Records from a collection
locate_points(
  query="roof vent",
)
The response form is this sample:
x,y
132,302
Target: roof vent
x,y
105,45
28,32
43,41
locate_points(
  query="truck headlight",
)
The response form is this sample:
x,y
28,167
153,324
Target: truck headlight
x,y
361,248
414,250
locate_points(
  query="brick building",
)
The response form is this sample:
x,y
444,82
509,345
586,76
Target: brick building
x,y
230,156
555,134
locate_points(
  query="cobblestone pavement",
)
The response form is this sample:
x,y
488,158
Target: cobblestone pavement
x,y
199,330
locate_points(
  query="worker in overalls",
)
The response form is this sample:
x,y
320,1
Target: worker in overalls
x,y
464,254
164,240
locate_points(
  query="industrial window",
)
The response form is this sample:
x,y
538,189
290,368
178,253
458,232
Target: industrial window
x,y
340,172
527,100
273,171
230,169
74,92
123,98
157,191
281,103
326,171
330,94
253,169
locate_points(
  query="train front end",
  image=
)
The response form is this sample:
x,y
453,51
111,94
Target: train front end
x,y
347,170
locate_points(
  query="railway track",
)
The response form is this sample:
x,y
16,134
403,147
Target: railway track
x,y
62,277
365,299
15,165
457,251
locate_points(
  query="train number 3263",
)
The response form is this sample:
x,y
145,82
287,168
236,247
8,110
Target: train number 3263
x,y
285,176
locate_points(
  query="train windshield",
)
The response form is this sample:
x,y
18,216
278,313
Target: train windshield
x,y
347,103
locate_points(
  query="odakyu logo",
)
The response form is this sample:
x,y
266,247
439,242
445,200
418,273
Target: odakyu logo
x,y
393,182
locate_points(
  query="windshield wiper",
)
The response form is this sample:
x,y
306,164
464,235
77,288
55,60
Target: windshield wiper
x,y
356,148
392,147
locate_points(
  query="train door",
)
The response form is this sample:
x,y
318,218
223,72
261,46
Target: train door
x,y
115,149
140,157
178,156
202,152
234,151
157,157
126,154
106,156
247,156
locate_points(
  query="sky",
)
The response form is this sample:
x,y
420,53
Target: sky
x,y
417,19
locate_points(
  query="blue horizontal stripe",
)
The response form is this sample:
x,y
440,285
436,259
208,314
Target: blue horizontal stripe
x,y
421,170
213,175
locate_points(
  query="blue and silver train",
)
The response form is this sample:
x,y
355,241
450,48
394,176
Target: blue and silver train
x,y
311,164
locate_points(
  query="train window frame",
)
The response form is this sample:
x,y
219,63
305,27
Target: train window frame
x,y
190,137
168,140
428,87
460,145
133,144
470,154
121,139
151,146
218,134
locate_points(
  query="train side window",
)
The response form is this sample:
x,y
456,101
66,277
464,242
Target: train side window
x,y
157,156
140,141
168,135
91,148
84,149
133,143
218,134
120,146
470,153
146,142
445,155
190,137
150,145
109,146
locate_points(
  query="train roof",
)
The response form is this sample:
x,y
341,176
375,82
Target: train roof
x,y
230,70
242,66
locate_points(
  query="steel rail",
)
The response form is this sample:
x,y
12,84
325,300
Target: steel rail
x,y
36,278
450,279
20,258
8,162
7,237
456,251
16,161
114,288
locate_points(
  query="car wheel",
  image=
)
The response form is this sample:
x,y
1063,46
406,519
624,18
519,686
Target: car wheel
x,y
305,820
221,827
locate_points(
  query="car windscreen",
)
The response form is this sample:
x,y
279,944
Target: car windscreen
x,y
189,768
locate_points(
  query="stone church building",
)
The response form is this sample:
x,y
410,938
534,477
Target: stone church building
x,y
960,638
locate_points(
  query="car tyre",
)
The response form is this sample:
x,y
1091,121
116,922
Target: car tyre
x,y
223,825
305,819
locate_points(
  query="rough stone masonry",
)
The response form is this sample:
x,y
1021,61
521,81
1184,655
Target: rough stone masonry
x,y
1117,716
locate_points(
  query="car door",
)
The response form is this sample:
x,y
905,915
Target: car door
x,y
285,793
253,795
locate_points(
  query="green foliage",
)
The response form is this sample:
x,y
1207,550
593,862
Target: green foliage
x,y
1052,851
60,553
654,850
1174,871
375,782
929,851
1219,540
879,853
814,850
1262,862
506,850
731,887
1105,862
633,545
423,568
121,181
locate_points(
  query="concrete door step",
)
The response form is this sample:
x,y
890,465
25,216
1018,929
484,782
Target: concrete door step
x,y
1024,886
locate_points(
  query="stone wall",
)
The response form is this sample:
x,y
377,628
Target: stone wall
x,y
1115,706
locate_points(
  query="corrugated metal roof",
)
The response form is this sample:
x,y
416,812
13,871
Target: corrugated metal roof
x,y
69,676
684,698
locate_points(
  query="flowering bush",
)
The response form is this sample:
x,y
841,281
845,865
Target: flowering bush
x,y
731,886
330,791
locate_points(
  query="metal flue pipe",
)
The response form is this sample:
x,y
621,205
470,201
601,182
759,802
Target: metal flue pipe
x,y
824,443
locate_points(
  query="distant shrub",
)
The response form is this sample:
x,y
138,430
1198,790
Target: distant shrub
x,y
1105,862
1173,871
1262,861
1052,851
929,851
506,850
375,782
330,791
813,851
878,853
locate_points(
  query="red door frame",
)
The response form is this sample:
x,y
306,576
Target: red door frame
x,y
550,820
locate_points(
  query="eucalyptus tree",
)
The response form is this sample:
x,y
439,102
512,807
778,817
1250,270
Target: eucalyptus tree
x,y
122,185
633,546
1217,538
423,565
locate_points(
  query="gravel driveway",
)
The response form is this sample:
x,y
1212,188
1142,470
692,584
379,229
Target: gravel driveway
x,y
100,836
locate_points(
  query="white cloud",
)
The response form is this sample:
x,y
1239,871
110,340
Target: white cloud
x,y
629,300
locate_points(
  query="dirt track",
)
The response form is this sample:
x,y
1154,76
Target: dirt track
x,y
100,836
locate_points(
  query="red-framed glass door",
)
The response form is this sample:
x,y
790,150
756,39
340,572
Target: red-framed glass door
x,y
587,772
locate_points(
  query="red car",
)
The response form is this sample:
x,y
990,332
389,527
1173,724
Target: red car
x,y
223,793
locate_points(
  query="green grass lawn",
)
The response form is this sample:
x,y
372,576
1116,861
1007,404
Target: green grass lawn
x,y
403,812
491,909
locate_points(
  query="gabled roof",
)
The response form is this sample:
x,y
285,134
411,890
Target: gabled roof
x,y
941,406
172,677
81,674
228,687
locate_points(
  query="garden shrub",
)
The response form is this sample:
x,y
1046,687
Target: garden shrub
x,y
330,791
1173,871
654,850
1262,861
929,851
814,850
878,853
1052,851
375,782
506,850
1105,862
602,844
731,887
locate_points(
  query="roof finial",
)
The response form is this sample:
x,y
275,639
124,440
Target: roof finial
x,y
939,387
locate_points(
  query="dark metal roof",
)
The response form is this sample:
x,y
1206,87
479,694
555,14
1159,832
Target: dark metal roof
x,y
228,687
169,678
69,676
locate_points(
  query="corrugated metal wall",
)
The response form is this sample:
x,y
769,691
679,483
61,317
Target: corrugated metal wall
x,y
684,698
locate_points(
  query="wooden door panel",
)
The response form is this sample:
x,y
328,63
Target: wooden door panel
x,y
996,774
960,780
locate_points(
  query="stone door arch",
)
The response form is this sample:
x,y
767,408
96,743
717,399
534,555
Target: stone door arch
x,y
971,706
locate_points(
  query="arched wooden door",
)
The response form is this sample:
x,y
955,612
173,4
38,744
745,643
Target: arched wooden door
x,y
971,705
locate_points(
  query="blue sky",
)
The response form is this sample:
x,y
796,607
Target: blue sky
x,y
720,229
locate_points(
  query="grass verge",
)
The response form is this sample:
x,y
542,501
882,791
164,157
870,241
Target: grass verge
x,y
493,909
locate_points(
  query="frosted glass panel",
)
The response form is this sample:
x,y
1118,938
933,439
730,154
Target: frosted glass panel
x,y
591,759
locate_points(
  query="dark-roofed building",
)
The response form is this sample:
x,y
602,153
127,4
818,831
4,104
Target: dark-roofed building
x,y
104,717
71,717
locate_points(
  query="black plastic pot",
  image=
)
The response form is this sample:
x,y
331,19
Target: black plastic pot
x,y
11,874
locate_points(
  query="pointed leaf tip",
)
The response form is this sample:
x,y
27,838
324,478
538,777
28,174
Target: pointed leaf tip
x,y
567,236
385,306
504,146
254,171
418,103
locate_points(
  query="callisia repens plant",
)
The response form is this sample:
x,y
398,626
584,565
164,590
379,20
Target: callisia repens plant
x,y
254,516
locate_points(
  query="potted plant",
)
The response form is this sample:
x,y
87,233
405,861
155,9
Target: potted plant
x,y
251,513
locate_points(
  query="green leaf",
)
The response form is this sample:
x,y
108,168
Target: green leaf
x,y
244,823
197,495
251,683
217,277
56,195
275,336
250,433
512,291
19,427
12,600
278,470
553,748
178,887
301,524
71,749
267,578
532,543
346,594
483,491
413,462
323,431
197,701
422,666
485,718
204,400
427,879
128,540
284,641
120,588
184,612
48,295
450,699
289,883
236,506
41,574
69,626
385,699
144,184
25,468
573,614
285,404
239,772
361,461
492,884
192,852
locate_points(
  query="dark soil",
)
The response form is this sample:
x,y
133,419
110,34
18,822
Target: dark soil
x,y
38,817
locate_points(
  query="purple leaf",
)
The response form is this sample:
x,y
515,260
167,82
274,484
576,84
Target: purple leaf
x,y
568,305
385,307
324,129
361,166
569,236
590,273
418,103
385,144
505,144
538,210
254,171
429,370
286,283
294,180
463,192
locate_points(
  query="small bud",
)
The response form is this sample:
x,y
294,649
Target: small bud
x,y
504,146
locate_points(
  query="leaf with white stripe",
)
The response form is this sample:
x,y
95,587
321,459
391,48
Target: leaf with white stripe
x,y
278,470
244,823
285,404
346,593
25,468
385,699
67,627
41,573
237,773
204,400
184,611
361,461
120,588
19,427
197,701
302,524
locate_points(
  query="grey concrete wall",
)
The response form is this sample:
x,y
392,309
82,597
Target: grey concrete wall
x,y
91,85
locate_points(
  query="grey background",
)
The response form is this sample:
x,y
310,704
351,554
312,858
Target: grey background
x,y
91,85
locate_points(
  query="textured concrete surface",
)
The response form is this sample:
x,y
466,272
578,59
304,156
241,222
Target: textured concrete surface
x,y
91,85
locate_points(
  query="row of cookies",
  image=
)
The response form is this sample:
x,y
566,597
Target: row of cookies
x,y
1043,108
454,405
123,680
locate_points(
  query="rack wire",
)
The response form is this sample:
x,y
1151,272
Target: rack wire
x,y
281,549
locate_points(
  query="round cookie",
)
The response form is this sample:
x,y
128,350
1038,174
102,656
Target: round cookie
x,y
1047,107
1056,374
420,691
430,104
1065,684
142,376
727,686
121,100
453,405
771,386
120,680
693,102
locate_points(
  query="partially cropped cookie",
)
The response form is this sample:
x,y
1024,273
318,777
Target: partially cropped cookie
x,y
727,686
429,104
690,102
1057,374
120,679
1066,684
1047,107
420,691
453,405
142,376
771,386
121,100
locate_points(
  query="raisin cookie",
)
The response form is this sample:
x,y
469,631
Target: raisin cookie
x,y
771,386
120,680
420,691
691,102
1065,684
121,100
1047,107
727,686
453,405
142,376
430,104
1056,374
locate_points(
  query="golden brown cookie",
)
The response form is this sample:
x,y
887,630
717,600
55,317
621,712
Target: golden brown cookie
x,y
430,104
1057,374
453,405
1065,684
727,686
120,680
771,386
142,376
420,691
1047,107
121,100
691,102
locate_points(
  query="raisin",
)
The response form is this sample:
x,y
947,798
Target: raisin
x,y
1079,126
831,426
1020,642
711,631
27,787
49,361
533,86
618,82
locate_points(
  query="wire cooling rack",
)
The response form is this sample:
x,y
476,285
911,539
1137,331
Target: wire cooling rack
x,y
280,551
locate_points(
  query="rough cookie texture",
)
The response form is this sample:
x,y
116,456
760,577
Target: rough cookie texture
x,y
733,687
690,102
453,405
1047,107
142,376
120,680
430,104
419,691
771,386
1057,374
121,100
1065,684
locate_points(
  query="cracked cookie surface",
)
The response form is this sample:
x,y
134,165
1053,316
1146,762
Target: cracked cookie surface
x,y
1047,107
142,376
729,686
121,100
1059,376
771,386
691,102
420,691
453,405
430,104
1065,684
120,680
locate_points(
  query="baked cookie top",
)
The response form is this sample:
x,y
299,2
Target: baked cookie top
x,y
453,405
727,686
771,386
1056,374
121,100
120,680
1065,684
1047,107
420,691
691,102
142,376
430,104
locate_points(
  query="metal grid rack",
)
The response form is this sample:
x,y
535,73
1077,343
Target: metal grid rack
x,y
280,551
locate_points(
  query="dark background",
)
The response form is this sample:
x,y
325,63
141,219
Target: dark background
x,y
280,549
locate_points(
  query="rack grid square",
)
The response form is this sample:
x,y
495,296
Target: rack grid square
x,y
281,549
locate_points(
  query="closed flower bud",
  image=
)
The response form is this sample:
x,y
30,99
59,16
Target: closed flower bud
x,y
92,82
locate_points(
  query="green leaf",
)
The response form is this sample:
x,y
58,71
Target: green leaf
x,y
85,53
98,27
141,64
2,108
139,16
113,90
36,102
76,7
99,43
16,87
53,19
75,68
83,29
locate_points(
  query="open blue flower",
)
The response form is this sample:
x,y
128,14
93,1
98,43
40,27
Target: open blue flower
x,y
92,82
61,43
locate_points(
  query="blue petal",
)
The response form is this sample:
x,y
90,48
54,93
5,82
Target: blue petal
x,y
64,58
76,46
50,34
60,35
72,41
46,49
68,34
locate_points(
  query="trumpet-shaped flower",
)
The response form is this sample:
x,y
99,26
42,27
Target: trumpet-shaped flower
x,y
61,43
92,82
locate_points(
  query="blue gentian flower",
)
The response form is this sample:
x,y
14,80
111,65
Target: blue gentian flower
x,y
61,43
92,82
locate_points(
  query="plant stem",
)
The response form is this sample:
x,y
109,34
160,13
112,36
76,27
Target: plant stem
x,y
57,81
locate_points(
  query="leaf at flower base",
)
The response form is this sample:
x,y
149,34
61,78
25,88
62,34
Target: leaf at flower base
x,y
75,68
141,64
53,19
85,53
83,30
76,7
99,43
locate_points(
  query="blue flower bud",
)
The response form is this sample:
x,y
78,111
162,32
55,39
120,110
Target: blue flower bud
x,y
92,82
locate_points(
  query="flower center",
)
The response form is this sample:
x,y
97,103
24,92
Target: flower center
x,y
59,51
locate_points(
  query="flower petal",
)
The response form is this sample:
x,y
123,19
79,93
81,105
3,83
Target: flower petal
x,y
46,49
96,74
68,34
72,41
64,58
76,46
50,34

» **Prompt**
Pick out every line of the items above that contains the word "track", and copy each one. Case counts.

» **Reply**
  query="railway track",
Target: railway track
  query="dirt track",
Target: dirt track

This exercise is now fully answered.